Study material >>
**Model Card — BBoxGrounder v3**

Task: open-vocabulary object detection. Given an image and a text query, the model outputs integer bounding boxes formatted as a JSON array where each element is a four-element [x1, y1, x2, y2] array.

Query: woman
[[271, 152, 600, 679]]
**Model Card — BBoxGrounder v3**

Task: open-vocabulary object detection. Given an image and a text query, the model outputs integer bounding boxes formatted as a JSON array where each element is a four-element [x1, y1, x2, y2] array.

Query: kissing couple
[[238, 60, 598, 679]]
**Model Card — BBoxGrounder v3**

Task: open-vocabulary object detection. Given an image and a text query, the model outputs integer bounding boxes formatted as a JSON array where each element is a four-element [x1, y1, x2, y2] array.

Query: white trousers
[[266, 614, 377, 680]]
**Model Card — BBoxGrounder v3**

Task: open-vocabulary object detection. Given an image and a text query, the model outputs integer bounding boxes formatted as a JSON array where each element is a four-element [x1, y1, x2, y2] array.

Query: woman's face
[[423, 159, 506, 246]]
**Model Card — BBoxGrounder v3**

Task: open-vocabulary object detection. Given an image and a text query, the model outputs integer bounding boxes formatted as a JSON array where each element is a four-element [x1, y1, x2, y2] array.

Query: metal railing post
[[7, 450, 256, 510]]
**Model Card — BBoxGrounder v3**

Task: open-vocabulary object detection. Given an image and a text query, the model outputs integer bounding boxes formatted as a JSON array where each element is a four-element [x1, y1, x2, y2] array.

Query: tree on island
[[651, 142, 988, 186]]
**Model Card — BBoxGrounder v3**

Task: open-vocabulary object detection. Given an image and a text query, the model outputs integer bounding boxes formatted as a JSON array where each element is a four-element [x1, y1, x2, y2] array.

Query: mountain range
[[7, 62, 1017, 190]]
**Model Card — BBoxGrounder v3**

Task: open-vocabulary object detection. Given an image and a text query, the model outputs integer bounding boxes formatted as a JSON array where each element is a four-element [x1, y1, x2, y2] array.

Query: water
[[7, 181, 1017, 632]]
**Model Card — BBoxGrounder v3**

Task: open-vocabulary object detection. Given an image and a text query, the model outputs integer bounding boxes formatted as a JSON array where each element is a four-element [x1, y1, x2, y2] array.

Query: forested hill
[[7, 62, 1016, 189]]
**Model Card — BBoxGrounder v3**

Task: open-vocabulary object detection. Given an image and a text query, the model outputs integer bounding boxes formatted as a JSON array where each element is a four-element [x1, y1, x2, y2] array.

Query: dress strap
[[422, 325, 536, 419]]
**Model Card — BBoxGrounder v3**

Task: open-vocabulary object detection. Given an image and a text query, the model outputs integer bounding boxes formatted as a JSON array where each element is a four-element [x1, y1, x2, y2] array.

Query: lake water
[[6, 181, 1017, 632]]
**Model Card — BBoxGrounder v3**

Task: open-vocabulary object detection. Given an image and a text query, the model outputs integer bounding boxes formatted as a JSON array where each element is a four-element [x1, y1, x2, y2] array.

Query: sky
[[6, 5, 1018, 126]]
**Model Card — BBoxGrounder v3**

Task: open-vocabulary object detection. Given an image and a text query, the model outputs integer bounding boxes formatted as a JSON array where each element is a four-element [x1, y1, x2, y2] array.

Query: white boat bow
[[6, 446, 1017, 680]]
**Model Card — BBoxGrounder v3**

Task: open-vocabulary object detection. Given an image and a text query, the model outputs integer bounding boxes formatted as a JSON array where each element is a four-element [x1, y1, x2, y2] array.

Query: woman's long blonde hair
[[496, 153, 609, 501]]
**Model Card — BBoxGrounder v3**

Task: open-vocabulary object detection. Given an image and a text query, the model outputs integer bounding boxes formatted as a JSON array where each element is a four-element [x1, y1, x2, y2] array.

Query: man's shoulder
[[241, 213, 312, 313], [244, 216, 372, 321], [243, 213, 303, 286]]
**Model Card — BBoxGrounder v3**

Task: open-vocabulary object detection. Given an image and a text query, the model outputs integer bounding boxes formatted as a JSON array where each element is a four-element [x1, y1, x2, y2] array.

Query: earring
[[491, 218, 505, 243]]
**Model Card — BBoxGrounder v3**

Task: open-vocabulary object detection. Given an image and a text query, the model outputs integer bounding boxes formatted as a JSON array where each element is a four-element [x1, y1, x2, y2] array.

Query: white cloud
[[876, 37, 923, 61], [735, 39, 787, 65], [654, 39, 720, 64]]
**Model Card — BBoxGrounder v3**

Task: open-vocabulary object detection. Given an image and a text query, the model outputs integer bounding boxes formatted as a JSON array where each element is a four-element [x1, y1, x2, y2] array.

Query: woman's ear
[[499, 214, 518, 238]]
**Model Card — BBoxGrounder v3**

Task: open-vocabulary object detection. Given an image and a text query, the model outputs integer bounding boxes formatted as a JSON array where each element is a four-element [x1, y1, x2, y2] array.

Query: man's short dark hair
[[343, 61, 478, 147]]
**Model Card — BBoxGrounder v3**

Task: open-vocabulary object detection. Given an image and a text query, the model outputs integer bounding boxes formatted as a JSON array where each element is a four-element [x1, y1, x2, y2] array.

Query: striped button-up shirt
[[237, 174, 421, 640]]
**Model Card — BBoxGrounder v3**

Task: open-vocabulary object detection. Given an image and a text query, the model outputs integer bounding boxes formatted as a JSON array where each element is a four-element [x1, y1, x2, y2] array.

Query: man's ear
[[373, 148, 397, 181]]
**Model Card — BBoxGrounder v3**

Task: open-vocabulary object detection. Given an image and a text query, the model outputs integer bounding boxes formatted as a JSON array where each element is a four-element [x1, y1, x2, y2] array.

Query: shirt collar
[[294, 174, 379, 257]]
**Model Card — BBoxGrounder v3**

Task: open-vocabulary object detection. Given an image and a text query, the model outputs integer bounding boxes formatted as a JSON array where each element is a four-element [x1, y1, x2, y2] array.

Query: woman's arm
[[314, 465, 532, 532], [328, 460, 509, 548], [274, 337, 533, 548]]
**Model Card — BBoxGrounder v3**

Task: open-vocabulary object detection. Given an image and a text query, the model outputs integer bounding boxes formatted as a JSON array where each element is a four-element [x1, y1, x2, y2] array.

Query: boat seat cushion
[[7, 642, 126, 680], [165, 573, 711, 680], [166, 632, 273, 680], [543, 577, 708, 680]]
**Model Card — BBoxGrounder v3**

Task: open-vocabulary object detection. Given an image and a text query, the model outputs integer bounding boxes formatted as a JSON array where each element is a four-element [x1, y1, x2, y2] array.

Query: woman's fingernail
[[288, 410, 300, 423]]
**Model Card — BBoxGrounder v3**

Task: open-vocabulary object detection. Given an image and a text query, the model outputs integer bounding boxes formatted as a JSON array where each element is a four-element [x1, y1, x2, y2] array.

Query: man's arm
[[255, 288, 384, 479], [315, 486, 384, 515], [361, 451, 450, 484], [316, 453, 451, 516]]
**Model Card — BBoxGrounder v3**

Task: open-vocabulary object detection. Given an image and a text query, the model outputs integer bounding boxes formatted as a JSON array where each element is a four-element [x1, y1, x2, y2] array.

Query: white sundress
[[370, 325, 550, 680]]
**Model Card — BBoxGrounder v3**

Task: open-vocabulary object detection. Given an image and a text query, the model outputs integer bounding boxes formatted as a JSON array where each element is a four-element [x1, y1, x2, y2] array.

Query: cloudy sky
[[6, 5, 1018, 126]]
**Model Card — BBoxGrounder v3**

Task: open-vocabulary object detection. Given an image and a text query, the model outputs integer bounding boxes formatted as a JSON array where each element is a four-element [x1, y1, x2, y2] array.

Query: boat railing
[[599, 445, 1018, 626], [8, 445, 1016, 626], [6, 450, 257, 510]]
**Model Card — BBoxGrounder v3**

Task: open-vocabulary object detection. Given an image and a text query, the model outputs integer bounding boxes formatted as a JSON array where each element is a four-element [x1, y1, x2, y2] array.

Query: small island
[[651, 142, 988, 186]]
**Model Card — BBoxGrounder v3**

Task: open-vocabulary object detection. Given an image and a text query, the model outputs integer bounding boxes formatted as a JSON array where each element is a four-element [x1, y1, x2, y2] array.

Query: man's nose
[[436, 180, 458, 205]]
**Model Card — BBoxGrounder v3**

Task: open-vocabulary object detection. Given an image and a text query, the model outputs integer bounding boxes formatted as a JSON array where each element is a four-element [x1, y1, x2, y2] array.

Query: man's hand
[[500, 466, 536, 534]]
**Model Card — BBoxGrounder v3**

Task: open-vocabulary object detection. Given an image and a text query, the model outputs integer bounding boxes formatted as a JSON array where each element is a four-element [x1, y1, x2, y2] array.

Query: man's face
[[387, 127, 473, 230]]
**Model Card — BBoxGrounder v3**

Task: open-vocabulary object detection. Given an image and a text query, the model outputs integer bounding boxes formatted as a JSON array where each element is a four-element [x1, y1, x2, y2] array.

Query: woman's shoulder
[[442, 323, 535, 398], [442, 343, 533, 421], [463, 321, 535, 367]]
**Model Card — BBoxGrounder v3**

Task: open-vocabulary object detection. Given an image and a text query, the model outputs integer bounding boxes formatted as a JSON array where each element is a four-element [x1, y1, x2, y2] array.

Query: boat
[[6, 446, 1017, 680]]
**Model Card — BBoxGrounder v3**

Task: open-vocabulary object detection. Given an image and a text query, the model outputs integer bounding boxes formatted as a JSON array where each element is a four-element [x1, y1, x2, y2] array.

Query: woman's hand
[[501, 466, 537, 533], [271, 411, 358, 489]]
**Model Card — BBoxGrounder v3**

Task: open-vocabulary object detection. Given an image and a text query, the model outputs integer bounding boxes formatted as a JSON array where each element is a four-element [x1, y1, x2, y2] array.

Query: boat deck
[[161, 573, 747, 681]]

Activity >>
Repeat exactly, and only, the lines from the one containing "Query: man's face" through the last line above.

Output >>
Query: man's face
[[387, 127, 473, 230]]
**Model Card — BBoxGrounder v3**

Task: open-vocabulary object detection. Given an image and a text query, the model outputs integer bounding boxes formatted as a JSON array where each element is a four-element [x1, y1, x2, y2] array.

Query: woman's shoulder
[[442, 323, 535, 398], [442, 343, 533, 421], [463, 321, 535, 367]]
**Model Card — BBoxGrounder v3**

Task: open-vocabulary object detection. Given an image and a text query, the model outputs integer bounding boxes formatted as a JSON array where each element is a four-element [x1, y1, x2, y2] array.

Query: boat
[[6, 446, 1017, 680]]
**Model Card — BBoxGrounder v3**

Task: open-vocabulary object detection. Given an image and a text query, the model outputs integer bounding boxes formatted as a JSON array where each element is a four-element [x1, y1, x2, y2] array.

Query: woman's hand
[[501, 466, 537, 533], [271, 411, 358, 489]]
**Model Card — BBoxGrounder v3**

Task: open-vocabulary object detection. Given an image and a text query, the model outputs integer bounding boxes formatted as a JSON array where each element is a four-element [x1, y1, x2, y2] array.

Query: boat deck
[[161, 573, 747, 681]]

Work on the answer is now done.